_What is asked_
All of the records below should be output exactly.

===== Data section

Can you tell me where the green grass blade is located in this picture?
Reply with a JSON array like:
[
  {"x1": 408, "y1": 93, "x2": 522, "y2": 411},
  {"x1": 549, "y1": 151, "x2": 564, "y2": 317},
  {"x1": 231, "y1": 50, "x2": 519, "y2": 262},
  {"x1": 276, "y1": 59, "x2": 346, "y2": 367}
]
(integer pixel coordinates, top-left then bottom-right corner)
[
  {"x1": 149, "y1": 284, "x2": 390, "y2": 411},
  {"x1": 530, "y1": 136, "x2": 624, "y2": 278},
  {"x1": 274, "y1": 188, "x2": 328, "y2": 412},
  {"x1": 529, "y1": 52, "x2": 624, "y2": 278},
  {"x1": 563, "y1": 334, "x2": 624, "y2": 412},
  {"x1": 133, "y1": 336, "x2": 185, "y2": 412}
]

==========

_Solution below_
Can you tell me where the green grass blade is located in this picture?
Reply with a JSON array like:
[
  {"x1": 408, "y1": 93, "x2": 522, "y2": 411},
  {"x1": 549, "y1": 151, "x2": 564, "y2": 317},
  {"x1": 231, "y1": 50, "x2": 519, "y2": 262},
  {"x1": 276, "y1": 59, "x2": 346, "y2": 367}
]
(integer pixel coordinates, top-left then bottom-right corner)
[
  {"x1": 149, "y1": 284, "x2": 390, "y2": 411},
  {"x1": 530, "y1": 136, "x2": 624, "y2": 278},
  {"x1": 274, "y1": 188, "x2": 328, "y2": 412},
  {"x1": 529, "y1": 52, "x2": 624, "y2": 278},
  {"x1": 563, "y1": 334, "x2": 624, "y2": 412},
  {"x1": 133, "y1": 336, "x2": 185, "y2": 412}
]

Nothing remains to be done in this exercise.